Transcribe the records that follow, preserving every word.

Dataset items
======

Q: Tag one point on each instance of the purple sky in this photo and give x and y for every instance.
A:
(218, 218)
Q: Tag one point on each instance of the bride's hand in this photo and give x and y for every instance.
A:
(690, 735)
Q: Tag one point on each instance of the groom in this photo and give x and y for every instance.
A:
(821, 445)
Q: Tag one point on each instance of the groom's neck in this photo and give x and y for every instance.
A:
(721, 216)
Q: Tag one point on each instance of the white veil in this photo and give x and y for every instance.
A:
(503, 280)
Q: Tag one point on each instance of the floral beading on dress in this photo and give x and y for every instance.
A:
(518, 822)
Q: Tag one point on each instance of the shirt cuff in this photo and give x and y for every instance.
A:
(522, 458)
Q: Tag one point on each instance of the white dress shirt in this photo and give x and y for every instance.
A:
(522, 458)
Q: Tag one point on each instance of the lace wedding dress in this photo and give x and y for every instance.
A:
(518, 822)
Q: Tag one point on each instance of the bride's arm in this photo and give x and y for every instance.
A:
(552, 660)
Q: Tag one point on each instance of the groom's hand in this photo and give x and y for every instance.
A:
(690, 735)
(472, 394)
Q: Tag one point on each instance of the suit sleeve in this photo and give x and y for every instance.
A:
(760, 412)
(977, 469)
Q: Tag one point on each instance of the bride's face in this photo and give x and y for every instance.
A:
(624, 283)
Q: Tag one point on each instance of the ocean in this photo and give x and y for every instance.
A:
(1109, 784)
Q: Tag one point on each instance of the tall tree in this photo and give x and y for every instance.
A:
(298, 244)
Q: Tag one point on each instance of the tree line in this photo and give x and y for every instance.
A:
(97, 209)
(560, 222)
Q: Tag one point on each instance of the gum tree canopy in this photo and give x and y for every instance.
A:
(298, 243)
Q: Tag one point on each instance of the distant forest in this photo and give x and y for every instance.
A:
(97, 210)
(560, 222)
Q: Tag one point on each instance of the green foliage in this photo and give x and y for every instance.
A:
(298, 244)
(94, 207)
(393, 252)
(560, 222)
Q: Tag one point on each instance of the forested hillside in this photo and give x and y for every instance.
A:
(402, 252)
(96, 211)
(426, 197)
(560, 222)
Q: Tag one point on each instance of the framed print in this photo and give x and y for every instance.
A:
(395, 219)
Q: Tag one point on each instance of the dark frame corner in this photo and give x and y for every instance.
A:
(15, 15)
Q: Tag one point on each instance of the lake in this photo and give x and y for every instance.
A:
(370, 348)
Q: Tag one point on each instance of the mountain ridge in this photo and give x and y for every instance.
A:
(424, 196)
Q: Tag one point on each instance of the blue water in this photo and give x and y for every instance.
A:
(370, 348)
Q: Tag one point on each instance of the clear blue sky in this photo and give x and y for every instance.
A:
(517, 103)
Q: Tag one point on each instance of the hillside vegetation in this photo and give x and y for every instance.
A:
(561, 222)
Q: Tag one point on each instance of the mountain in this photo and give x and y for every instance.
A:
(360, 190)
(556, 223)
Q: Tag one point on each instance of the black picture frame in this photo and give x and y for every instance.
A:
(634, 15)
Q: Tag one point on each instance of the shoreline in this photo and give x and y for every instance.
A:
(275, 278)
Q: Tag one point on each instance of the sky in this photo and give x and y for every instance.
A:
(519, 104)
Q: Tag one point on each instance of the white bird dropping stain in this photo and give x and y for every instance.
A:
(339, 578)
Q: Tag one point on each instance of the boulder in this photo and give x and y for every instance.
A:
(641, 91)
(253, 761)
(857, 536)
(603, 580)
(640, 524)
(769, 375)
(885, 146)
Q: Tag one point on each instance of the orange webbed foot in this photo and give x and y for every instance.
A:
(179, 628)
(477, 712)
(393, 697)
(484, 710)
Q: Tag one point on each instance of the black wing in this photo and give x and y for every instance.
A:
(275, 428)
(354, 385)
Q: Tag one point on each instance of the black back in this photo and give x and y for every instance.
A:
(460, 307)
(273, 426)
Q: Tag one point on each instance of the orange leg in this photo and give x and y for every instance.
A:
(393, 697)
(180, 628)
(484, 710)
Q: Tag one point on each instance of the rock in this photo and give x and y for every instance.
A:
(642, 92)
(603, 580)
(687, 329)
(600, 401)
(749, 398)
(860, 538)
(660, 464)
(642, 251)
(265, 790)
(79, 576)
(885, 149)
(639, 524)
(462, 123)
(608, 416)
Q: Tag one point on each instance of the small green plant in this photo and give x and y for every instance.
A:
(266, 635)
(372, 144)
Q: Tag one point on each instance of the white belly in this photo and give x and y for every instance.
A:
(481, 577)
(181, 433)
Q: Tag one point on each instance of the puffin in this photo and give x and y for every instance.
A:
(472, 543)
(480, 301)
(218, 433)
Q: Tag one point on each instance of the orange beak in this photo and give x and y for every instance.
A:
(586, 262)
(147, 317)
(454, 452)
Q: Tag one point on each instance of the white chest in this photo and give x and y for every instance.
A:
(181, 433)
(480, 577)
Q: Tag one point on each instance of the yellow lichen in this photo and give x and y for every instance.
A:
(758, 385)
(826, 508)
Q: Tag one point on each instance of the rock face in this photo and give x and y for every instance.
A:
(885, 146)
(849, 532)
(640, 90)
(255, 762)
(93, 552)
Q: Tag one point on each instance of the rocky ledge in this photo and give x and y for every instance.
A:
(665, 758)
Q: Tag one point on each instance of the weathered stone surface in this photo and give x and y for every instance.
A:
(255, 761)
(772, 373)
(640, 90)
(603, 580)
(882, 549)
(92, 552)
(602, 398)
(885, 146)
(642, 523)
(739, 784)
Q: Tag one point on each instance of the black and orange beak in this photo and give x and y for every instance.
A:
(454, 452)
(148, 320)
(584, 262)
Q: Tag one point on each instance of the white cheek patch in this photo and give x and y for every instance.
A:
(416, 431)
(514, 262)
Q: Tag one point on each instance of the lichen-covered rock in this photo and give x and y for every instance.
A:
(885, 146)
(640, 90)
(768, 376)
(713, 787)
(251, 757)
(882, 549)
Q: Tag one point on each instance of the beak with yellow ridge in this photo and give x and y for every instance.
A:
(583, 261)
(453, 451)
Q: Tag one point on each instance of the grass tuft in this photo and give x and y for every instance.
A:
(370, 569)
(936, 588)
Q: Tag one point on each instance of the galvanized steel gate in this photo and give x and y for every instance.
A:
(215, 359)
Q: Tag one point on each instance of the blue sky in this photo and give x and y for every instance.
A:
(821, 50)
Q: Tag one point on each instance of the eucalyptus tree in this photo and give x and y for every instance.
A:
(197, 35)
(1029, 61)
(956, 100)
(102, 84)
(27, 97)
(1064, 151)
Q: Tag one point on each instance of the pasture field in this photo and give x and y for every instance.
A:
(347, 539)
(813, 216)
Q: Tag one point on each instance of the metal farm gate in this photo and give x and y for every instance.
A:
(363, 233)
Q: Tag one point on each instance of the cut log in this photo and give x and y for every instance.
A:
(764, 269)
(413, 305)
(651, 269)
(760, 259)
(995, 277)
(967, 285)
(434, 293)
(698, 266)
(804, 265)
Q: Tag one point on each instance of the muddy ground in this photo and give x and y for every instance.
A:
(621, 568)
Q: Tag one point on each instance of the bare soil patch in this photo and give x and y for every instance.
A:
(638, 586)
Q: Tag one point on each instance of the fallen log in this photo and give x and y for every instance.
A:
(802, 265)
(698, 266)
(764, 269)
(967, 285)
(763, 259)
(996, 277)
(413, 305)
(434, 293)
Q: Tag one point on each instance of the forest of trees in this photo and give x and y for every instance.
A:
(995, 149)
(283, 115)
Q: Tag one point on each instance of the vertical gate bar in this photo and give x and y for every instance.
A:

======

Task result >>
Q: Tag one point on each instance of the purple sky in this photo and give x and y for every instance.
A:
(218, 218)
Q: Tag one point on each instance of the bride's hand in this photo and give x and y for every instance.
A:
(690, 735)
Q: Tag one point on each instance of the groom in this photo and give x and y for every instance.
A:
(821, 445)
Q: Tag one point on each instance of the groom's neck in this photo and give x and y for every instance.
A:
(721, 216)
Q: Tag one point on each instance of the white veil in this photo and give x and y for every instance.
A:
(503, 280)
Q: Tag one point on each instance of the floral beading on dress in this photo and give x and y for every instance.
A:
(518, 822)
Q: Tag one point on each instance of the shirt cuff in this photo and give x and y for every instance.
A:
(522, 458)
Q: Tag one point on each instance of the white dress shirt in this photo and give x and y for every instance.
A:
(522, 458)
Q: Tag one point on each instance of the lace wedding dress in this photo and give x and y for every instance.
A:
(518, 822)
Q: Tag one point on each instance of the bride's arm in this photo and give x and y for every instance.
A:
(552, 660)
Q: Tag one point on each instance of the groom's hand in this photo and give x and y for every instance.
A:
(690, 735)
(472, 394)
Q: Tag one point on each instance of the suit sleeve in this photo and give x and y for every instance.
A:
(760, 412)
(977, 469)
Q: Tag one point on each instance of the bride's face in this photo and give x and y for every instance.
A:
(624, 283)
Q: Tag one point on each instance of the ocean in this photo and give x and y for every instance.
A:
(1109, 784)
Q: Tag one point on each instance of the tall tree in this photo and give x and y for every instance.
A:
(298, 244)
Q: Tag one point on each instance of the tree line in this photo and give x and y for every instance.
A:
(97, 209)
(560, 222)
Q: Tag one point on each instance of the gum tree canopy in this photo and give x and y for every instance.
A:
(298, 243)
Q: Tag one point on each instance of the distant forest in this photo and give x and y for every instance.
A:
(97, 210)
(560, 222)
Q: Tag one point on each instance of the green foliage in this photo and give x and y for every instance.
A:
(298, 244)
(94, 207)
(393, 252)
(560, 222)
Q: Tag one point on each instance of the forested hillside in this photo and give x and y for every instance.
A:
(402, 252)
(96, 211)
(426, 197)
(560, 222)
Q: Tag one point on each instance of the framed print in this photo and give x and y for every instance.
A:
(395, 219)
Q: Tag one point on each instance of the dark frame corner in this photo and give x and y for every instance.
A:
(15, 15)
Q: Tag one point on each instance of the lake in this photo and give x and y for every instance.
A:
(370, 348)
Q: Tag one point on each instance of the mountain ridge in this photo and give x and y for every instance.
A:
(424, 196)
Q: Tag one point on each instance of the blue water in this photo and give x and y for every instance.
A:
(370, 348)
Q: Tag one point on each instance of the clear blue sky in this photo and give x and y for every instance.
A:
(517, 103)
Q: Tag one point on each instance of the hillside vegetation in this photo and give x and y for every instance.
A:
(561, 222)
Q: Tag one point on each instance of the mountain in this photo and give x and y for every instance.
A:
(360, 190)
(556, 223)
Q: Tag one point on each instance of the black picture frame in this photo and give x and y for every instance.
A:
(634, 15)
Q: Tag one point on each instance of the shoreline in this photo and give x and y for every instance.
A:
(275, 278)
Q: Tag one point on each instance of the sky in this photo and give x and y for every instance.
A:
(519, 104)
Q: Tag one point on each instance of the white bird dropping stain in this photo and give x and y for every instance.
A:
(339, 578)
Q: Tag one point on each instance of the boulder in this photo and give x and y for every instance.
A:
(641, 91)
(253, 761)
(857, 536)
(603, 580)
(640, 524)
(769, 375)
(885, 146)
Q: Tag one point on each instance of the orange webbed foot in this photo and give x and y for every instance.
A:
(179, 628)
(477, 712)
(393, 697)
(484, 710)
Q: Tag one point on each instance of the black wing in this photo and give x and y for every instance.
A:
(275, 428)
(354, 385)
Q: Tag one point on each instance of the black back in this photo and give x and y for every instance.
A:
(460, 307)
(273, 426)
Q: Tag one point on each instance of the orange leg in this photo and give x and y for every instance.
A:
(393, 697)
(180, 628)
(484, 710)
Q: Tag one point on each instance of the rock in this photo and give x and y for every instance.
A:
(642, 92)
(603, 580)
(687, 329)
(600, 401)
(749, 398)
(860, 538)
(660, 464)
(642, 251)
(265, 790)
(79, 576)
(885, 149)
(639, 524)
(462, 123)
(608, 416)
Q: Tag one point on each instance of the small green plant in this photo and give x and y for every instance.
A:
(266, 635)
(372, 144)
Q: Tag one point on each instance of the white belly in this photo and give x and y for every instance.
A:
(481, 577)
(181, 433)
Q: Tag one point on each instance of the puffin in this photo and give x and y for every instance.
A:
(472, 543)
(480, 301)
(218, 433)
Q: Tag one point on each instance of the orange beak in this photo and give x and y for every instance.
A:
(586, 262)
(147, 317)
(454, 452)
Q: Tag one point on each instance of the white chest in this photo and give x and y for every instance.
A:
(181, 433)
(480, 577)
Q: Tag one point on each instance of the yellow lichen in this photo and give x and y for every instance.
A:
(758, 385)
(826, 508)
Q: Tag one point on each instance of the rock face in this photo and give x and y for every instance.
A:
(885, 146)
(849, 532)
(640, 90)
(255, 762)
(93, 552)
Q: Tag one point on each instance of the rocky ledge in this photo and give x and y for every instance.
A:
(665, 758)
Q: Tag one point on each instance of the weathered stone surface in this photo and give x and y for every instance.
A:
(255, 761)
(772, 373)
(640, 90)
(603, 580)
(882, 549)
(92, 552)
(602, 398)
(885, 146)
(642, 523)
(739, 784)
Q: Tag one point on each instance of the black and orange beak in this photo and give x and y for every instance.
A:
(454, 452)
(148, 320)
(584, 262)
Q: Tag one point on each instance of the white cheek patch in this photo and give x and y for every instance.
A:
(416, 431)
(514, 262)
Q: Tag one point on each instance of the lichen-covered rock in this photo and give x and y for every instance.
A:
(885, 146)
(640, 90)
(768, 376)
(713, 787)
(251, 757)
(882, 549)
Q: Tag one point on each instance of the beak with yellow ridge in this photo and give x and y for every instance.
A:
(583, 261)
(453, 451)
Q: Tag one point on each instance of the grass tuft in this photo and give x and y for every instance.
A:
(370, 569)
(936, 588)
Q: Tag one point on each instance of the galvanized steel gate in this photo and give x and y for every instance.
A:
(215, 359)
Q: Tag one point on each instance of the blue sky in this photo and give x and y for every instance.
A:
(821, 50)
Q: Tag one point on each instance of the eucalyptus tree in this photo and give x and y for every instance.
A:
(197, 35)
(1029, 61)
(956, 100)
(102, 84)
(27, 97)
(1064, 151)
Q: Tag one point on each instance of the pasture field in this photo and give x and y for every instance.
A:
(347, 539)
(813, 216)
Q: Tag one point on each instance of the metal farm gate in this photo and give x and y for every instance.
A:
(363, 233)
Q: Tag one point on each instance of the cut log in this photo and give x and y for every instance.
A:
(764, 269)
(413, 305)
(651, 269)
(760, 259)
(995, 277)
(967, 285)
(434, 293)
(698, 266)
(804, 265)
Q: Tag one point on each instance of the muddy ground in this photo and give x and y for every instance.
A:
(621, 568)
Q: Tag one point on each instance of the bare soil patch in this photo and give x and y for every instance.
A:
(638, 586)
Q: Tag one point on each instance of the fallen log in this photo and give x and y for every instance.
A:
(802, 265)
(698, 266)
(764, 269)
(967, 285)
(763, 259)
(996, 277)
(413, 305)
(434, 293)
Q: Tag one point on each instance of the forest of trees in this photo and give x and y for every instance.
A:
(995, 149)
(283, 115)
Q: Tag one point on each instance of the vertical gate bar in this photo and give x and y for every instance.
A:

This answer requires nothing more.